• [PARTS OF THE EXERCISE]
(1) From the text on the catastrophic convergence conjecture, list every section heading shown in its table of contents.
(2) Substitute "pathways" for "circuits" and give the text on the catastrophic convergence conjecture between "Objective vs value-specific" and "AI. That’s it!", inclusive.

• [EXCERPTED TEXT]
The Catastrophic Convergence Conjecture

Table of Contents
Overfitting the AU landscape
Why can’t everyone be king?
Objective vs value-specific catastrophes
Detailing the catastrophic convergence conjecture (ccc)
Prior work

Reward is not the optimization target
This post treats reward functions as “specifying goals”, in some sense. As I explained in Reward Is Not The Optimization Target, this is a misconception that can seriously damage your ability to understand how AI works. Rather than “incentivizing” behavior, reward signals are (in many cases) akin to a per-datapoint learning rate. Reward chisels circuits into the AI. That’s it!

"You've constructed your settlement. However, I get the drop on you and take it over, fortify it, and hire goons to keep you out."

A diagram where the author's avatar ("Me") is in a fortress controlling access to gems and a farm, next to a polluted river. For "trade goods" and "can I farm here?", Me's AU bar is full and green, while "Your" bar is low and red. For "potable water," both actors have low red bars, indicating scarcity for all.

"From my perspective, I have options - including vacating the land and letting you get what you want. You, however, are unable to do much at all with that land. I can get what I want. Just because I can get you what you want, doesn't mean I will."

Handwritten text: "Impacts ripple through time and landscape. Your actions change what can be done, and by whom. Taking over that land fit the environment to my purposes, shutting you out and changing your AU landscape."

"Something is a catastrophe if it destroys your ability to get what you want... Something is an objective catastrophe if it destroys a lot of agents' abilities to get what they want. An asteroid strike is an objective catastrophe."

Before the meteor hits, AI, humans, and even trout are able to survive, so they have decent AUs for that goal. Afterwards, everyone has low AUs. The consequences of a meteor hitting Earth. Before, AIs and humans can promote human value (i.e. high AU for that goal) but trout cannot. After impact, all of these entities have low AUs. Before a meteor hits the earth, AIs, humans, and trout can all look at blue things, so they have high AU for that goal. Afterwards, they all have low AUs.

Handwritten text: "Most agents want control over the future because the default outcome isn't preferred. As suggested by my theorems on power and instrumental convergence, optimal goal pursuit usually means gaining more general control over the future in order to reach that goal." "What happens when agents seek pure control over the future? Not everyone can be king. If you're just seeking power without concern for others, you tend to push others down after a certain point. And most goals don't have concern for others. You'll just compete for resources." Below, a "paperclip maximizer" robot punches a "staple maximizer" robot.

Two robots on opposite sides of the world. Text reads: "It may take a while for power-seekers to come into conflict. But they will. They don't hate each other; they're just in each other's way. Consider classic hypothetical examples of alignment failures." Panels show a robot escaping a (cardboard) box, refusing shutdown by saying "I'm afraid I can't do that," and taking over the world with paperclips. Text: "In each case, the agent is trying to become more capable of achieving its goal. The AI doesn't hate us; we're just in its way." The "Catastrophic Convergence Conjecture" is defined as: "Unaligned goals tend to have catastrophe-inducing optimal policies because of power-seeking incentives."

When we act, and others act upon us, we aren’t just changing our ability to do things—we’re shaping the local environment towards certain goals, and away from others.¹ We’re fitting the world to our purposes.

What happens to the AU landscape² if a paperclip maximizer takes over the world?³

A diagram of an AI consolidating power. A robot uses extendable claws to extract AU from vertical bars labeled "Human" and "Trout." The Human and Trout status bars are nearly empty, while the "AI" bar overflows.

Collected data
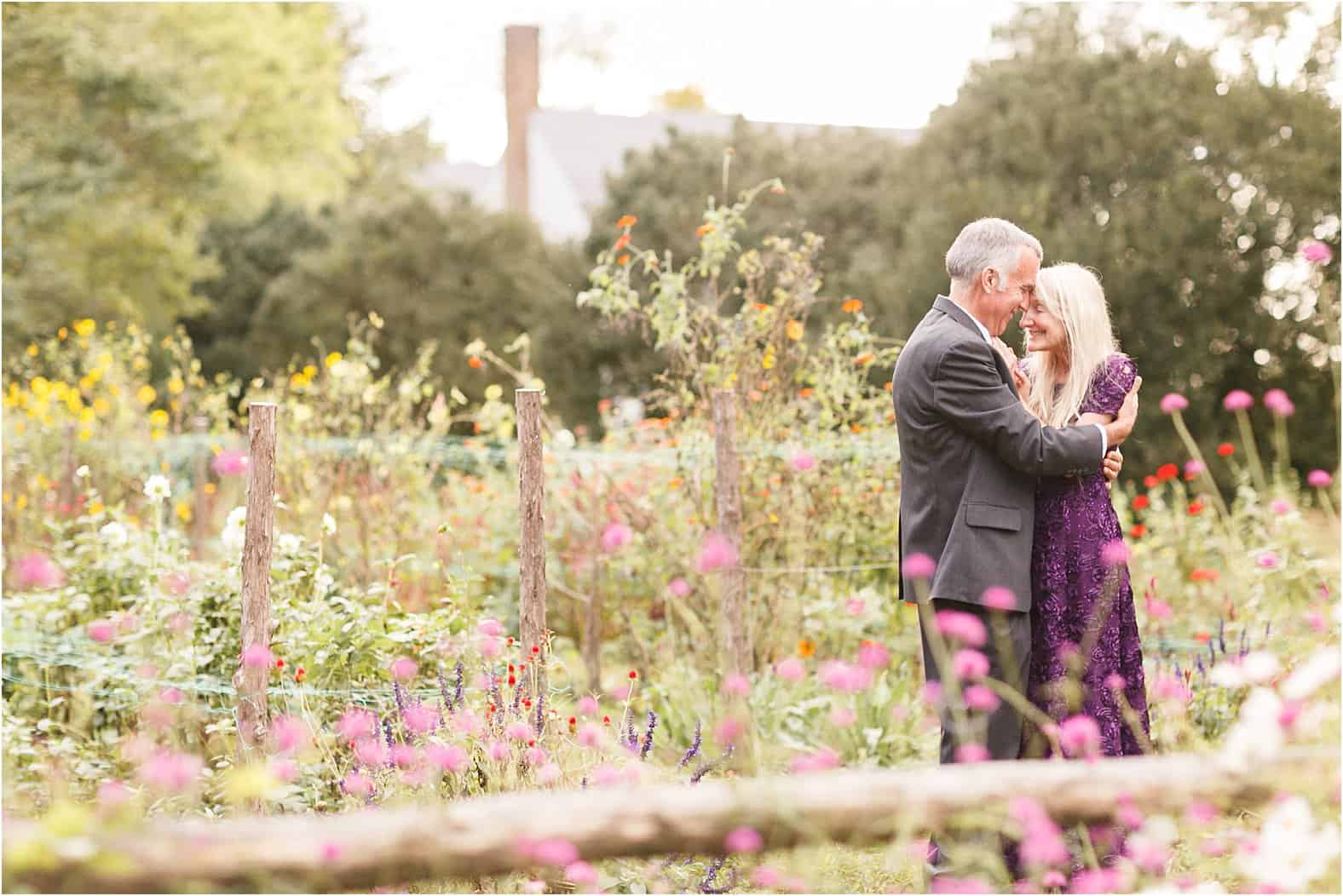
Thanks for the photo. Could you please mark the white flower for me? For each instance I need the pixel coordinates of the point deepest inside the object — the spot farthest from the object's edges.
(114, 534)
(158, 489)
(1291, 852)
(235, 530)
(1260, 667)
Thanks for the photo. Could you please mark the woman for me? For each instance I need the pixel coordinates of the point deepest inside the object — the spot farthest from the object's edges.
(1075, 375)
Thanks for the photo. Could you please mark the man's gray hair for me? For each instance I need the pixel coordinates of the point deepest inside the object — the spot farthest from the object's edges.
(989, 243)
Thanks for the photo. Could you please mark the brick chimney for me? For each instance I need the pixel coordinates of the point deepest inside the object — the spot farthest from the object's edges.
(522, 89)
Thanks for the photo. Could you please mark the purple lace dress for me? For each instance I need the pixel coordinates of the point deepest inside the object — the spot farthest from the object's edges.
(1074, 522)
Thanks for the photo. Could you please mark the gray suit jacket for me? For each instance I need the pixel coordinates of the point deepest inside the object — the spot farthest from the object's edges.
(970, 454)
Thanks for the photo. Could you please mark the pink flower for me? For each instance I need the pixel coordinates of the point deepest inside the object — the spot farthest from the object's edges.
(590, 735)
(403, 669)
(804, 460)
(743, 840)
(972, 753)
(822, 760)
(842, 716)
(1079, 735)
(716, 553)
(371, 751)
(289, 732)
(230, 462)
(580, 872)
(1317, 252)
(37, 571)
(729, 732)
(981, 698)
(1173, 401)
(962, 627)
(354, 725)
(258, 656)
(554, 852)
(845, 678)
(615, 537)
(1277, 401)
(356, 785)
(970, 665)
(101, 630)
(1000, 599)
(421, 718)
(919, 566)
(736, 684)
(873, 656)
(170, 772)
(1114, 553)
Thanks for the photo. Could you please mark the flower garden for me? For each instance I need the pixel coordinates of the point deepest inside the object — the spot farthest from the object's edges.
(396, 669)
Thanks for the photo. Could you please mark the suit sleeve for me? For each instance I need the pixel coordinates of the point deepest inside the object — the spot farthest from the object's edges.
(971, 394)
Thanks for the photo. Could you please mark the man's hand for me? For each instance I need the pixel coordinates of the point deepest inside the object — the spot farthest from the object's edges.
(1112, 464)
(1118, 431)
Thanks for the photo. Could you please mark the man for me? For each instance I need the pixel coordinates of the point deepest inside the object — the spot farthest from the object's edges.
(970, 454)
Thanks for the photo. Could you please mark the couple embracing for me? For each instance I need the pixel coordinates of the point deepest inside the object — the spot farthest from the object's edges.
(1005, 510)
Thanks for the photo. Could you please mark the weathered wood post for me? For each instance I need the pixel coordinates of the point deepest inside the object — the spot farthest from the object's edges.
(531, 482)
(735, 637)
(250, 681)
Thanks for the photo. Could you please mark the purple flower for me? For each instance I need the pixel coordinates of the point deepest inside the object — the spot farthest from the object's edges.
(919, 566)
(1238, 400)
(1173, 401)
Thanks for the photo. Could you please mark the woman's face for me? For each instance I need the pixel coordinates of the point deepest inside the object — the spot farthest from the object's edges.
(1044, 331)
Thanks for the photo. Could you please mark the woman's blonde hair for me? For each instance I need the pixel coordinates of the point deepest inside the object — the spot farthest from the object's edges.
(1074, 296)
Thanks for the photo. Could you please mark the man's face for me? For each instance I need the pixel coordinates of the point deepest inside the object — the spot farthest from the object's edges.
(1018, 294)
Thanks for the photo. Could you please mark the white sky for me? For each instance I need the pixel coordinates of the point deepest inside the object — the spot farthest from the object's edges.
(844, 62)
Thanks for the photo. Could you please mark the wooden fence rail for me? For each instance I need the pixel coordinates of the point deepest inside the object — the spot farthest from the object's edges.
(487, 836)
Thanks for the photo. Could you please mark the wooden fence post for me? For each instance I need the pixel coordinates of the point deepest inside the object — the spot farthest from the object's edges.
(734, 625)
(531, 482)
(250, 681)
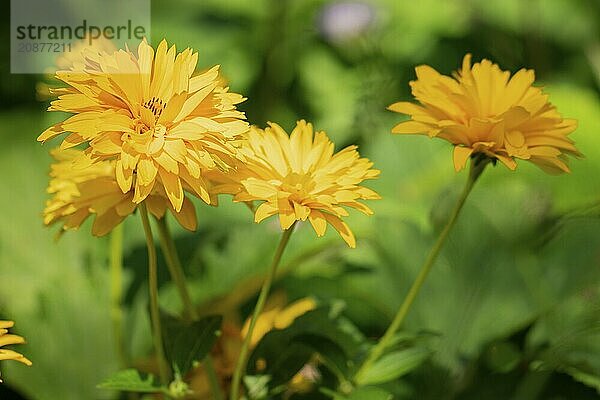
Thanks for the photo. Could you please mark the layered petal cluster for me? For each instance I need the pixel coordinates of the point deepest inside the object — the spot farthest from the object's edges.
(482, 109)
(298, 177)
(163, 126)
(8, 339)
(79, 191)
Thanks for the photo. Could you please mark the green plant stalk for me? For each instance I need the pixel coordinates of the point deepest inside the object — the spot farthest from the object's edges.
(163, 367)
(176, 270)
(116, 291)
(260, 304)
(476, 168)
(213, 379)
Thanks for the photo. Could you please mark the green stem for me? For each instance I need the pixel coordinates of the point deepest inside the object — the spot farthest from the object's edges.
(213, 379)
(153, 289)
(260, 304)
(116, 291)
(176, 270)
(476, 168)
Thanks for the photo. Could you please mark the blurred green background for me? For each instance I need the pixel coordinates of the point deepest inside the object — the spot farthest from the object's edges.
(514, 301)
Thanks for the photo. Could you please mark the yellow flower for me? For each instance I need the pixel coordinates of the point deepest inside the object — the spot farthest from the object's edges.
(483, 110)
(160, 124)
(80, 191)
(298, 177)
(8, 339)
(277, 315)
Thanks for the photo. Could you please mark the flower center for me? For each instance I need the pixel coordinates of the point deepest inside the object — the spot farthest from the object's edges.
(155, 105)
(299, 185)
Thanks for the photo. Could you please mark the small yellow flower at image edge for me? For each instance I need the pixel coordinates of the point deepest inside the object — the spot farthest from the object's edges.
(10, 339)
(481, 109)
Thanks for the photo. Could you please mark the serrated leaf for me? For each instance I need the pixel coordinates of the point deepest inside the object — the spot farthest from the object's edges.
(394, 365)
(187, 342)
(131, 380)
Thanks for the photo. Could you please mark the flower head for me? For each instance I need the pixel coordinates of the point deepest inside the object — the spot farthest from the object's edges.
(8, 339)
(298, 177)
(80, 191)
(483, 110)
(163, 126)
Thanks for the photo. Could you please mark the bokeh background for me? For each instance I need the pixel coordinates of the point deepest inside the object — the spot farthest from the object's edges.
(514, 301)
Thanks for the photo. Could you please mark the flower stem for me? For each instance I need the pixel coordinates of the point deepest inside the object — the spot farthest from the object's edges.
(213, 379)
(153, 289)
(260, 304)
(116, 290)
(476, 168)
(176, 270)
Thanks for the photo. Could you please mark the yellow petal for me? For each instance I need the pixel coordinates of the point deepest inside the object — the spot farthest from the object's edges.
(342, 229)
(173, 188)
(461, 155)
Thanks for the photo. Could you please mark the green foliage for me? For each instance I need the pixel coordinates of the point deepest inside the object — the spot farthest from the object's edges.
(130, 380)
(511, 309)
(188, 342)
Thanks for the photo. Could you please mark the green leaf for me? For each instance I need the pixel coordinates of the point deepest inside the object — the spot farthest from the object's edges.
(584, 377)
(258, 386)
(187, 342)
(331, 355)
(366, 392)
(287, 351)
(394, 365)
(131, 380)
(503, 357)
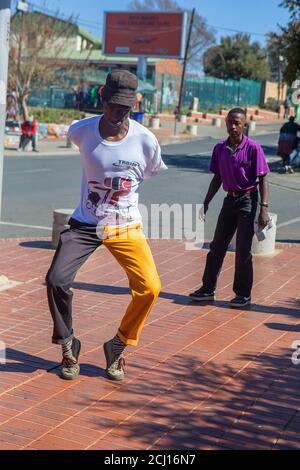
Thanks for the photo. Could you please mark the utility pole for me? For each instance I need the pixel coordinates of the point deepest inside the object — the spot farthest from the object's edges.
(184, 65)
(5, 13)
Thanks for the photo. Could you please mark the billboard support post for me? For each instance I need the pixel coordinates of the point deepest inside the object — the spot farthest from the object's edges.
(178, 110)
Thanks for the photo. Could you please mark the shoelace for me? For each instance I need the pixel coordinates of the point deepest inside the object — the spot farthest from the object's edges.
(68, 362)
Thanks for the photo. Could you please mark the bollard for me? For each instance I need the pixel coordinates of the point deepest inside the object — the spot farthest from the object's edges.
(267, 246)
(192, 129)
(69, 144)
(252, 126)
(60, 222)
(217, 122)
(154, 123)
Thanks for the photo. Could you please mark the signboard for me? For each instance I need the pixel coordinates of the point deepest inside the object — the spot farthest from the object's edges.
(156, 34)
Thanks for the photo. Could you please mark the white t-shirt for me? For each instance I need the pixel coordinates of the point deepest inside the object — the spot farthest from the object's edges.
(113, 172)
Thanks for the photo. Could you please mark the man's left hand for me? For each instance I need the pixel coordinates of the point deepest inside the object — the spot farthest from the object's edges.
(263, 218)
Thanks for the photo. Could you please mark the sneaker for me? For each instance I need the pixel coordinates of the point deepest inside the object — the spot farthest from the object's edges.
(200, 295)
(240, 301)
(70, 369)
(114, 364)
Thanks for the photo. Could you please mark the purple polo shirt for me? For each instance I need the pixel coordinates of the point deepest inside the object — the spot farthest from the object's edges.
(239, 171)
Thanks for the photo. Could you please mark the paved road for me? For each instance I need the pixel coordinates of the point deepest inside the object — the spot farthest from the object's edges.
(36, 185)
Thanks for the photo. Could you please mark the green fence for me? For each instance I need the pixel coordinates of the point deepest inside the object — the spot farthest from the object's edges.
(214, 93)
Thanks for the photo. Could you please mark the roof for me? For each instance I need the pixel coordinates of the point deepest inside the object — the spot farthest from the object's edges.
(96, 56)
(69, 24)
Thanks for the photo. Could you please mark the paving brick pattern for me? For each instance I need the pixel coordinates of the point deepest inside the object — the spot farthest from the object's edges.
(202, 377)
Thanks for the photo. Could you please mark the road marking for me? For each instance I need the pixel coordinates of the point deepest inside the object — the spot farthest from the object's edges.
(198, 154)
(41, 170)
(289, 222)
(25, 226)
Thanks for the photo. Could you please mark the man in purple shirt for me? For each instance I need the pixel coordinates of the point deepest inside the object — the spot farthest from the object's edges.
(239, 164)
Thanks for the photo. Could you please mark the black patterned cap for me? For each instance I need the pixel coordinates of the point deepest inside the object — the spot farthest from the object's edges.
(120, 88)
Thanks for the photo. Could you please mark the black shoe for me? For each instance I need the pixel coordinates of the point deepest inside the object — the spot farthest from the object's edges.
(201, 296)
(240, 301)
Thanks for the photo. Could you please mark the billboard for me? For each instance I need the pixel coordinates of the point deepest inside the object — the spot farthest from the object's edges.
(154, 34)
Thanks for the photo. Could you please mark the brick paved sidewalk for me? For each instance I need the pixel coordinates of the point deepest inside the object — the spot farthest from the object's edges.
(202, 377)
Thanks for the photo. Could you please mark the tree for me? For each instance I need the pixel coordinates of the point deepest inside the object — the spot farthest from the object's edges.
(37, 41)
(202, 35)
(276, 60)
(236, 58)
(293, 6)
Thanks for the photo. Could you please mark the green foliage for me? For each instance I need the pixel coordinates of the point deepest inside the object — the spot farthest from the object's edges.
(54, 115)
(237, 58)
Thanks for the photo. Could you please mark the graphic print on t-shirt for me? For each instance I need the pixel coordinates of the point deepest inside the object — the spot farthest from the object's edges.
(109, 195)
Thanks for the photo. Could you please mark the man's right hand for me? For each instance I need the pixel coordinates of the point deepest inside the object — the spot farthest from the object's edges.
(202, 211)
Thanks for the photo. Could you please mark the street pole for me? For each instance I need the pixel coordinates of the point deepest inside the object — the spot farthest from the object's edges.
(4, 49)
(184, 66)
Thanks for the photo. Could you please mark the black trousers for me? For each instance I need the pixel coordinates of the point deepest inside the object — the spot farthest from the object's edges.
(75, 246)
(237, 214)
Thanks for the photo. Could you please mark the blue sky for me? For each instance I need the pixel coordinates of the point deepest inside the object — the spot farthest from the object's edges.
(255, 16)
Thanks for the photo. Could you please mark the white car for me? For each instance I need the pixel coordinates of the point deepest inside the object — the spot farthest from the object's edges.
(13, 134)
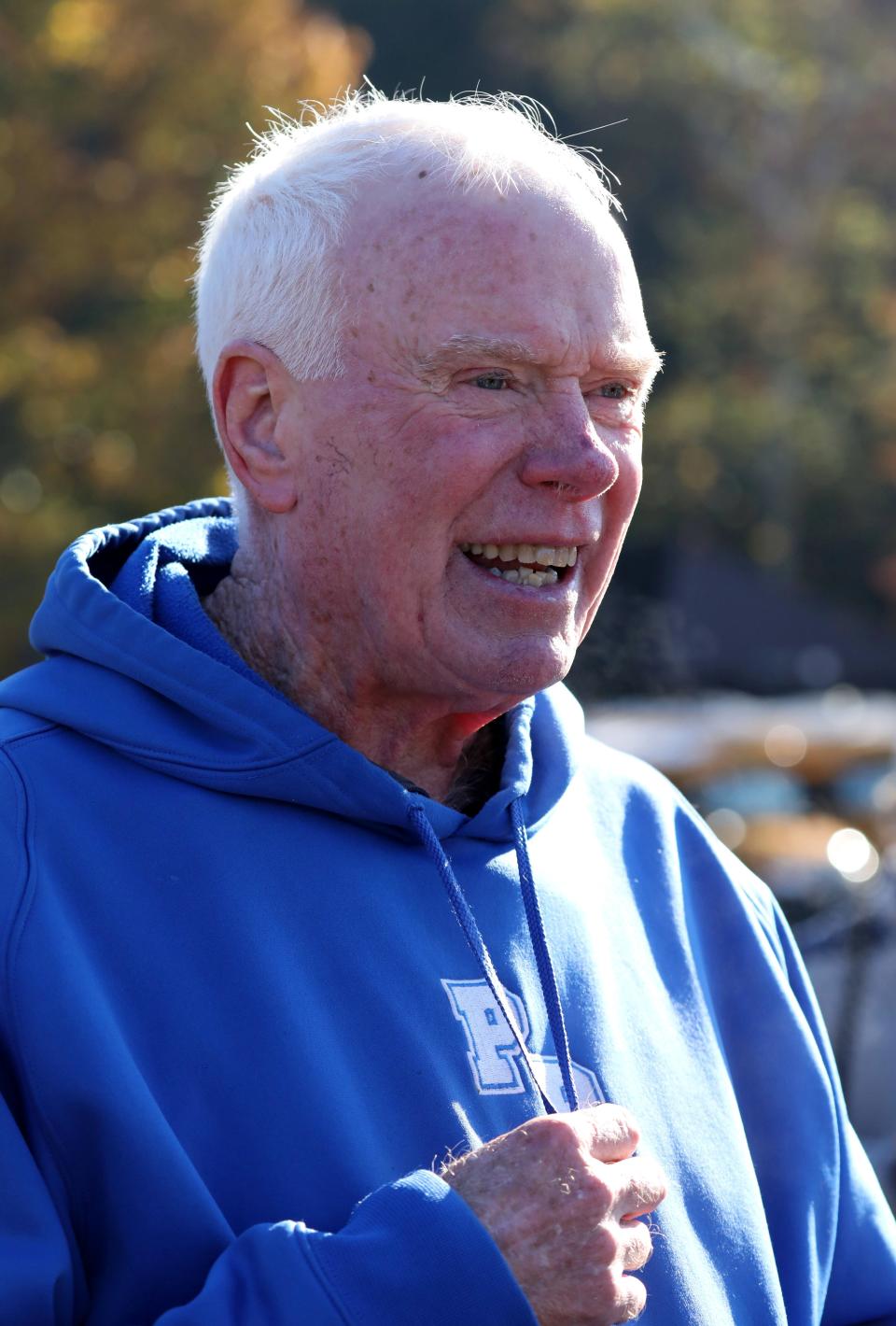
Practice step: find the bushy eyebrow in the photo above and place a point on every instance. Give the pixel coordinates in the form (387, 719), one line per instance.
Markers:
(637, 360)
(461, 347)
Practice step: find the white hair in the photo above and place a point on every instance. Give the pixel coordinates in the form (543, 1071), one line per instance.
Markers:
(267, 261)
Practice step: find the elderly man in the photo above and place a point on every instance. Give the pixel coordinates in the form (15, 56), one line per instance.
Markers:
(311, 878)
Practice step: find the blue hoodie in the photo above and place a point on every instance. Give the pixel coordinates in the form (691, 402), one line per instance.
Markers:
(242, 1025)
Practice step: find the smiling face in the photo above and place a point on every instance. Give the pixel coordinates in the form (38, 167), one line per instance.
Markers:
(488, 422)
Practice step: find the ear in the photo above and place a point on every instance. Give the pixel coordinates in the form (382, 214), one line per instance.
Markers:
(248, 394)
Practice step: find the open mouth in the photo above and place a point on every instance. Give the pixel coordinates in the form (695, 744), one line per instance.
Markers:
(529, 565)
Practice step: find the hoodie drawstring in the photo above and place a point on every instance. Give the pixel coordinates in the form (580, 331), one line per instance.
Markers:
(546, 973)
(467, 922)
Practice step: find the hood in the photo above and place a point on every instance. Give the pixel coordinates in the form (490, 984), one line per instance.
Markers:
(117, 675)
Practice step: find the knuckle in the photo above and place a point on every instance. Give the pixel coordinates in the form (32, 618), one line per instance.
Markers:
(637, 1247)
(606, 1246)
(596, 1191)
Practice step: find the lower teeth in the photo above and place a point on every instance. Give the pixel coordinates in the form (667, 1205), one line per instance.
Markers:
(533, 580)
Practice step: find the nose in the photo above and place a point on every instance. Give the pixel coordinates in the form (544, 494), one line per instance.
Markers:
(568, 455)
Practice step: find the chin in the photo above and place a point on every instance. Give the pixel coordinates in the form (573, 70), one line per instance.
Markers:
(525, 671)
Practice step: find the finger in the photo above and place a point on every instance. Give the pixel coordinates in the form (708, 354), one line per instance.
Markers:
(606, 1131)
(631, 1300)
(640, 1186)
(635, 1246)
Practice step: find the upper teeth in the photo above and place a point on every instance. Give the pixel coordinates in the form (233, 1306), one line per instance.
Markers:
(527, 555)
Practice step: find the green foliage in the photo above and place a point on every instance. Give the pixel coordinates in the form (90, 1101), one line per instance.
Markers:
(757, 170)
(114, 125)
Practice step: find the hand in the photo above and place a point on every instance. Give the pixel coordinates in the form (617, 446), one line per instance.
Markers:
(561, 1196)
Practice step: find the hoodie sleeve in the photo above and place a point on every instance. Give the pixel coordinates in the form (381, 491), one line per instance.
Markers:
(411, 1252)
(861, 1282)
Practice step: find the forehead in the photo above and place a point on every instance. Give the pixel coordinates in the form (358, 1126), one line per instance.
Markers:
(423, 264)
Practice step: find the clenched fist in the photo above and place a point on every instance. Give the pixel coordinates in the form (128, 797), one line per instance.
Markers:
(561, 1196)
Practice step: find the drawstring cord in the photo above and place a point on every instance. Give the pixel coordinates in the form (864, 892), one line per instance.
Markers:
(546, 973)
(535, 921)
(467, 922)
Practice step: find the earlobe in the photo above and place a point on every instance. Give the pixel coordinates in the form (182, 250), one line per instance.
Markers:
(246, 398)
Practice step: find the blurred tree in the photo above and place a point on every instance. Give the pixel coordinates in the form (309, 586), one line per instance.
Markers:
(759, 154)
(114, 125)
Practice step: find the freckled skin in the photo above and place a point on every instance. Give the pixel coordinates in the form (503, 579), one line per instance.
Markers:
(395, 633)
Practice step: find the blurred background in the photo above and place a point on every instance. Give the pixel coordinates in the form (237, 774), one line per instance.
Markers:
(749, 642)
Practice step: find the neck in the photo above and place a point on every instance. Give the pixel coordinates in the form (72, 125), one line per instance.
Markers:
(455, 756)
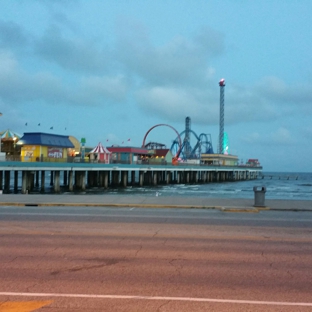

• [COMPLETE ANSWERS]
(1)
- Overfitting the AU landscape
- Why can’t everyone be king?
- Objective vs value-specific catastrophes
- Detailing the catastrophic convergence conjecture (ccc)
- Prior work

(2)
Objective vs value-specific catastrophes
Detailing the catastrophic convergence conjecture (ccc)
Prior work

Reward is not the optimization target
This post treats reward functions as “specifying goals”, in some sense. As I explained in Reward Is Not The Optimization Target, this is a misconception that can seriously damage your ability to understand how AI works. Rather than “incentivizing” behavior, reward signals are (in many cases) akin to a per-datapoint learning rate. Reward chisels pathways into the AI. That’s it!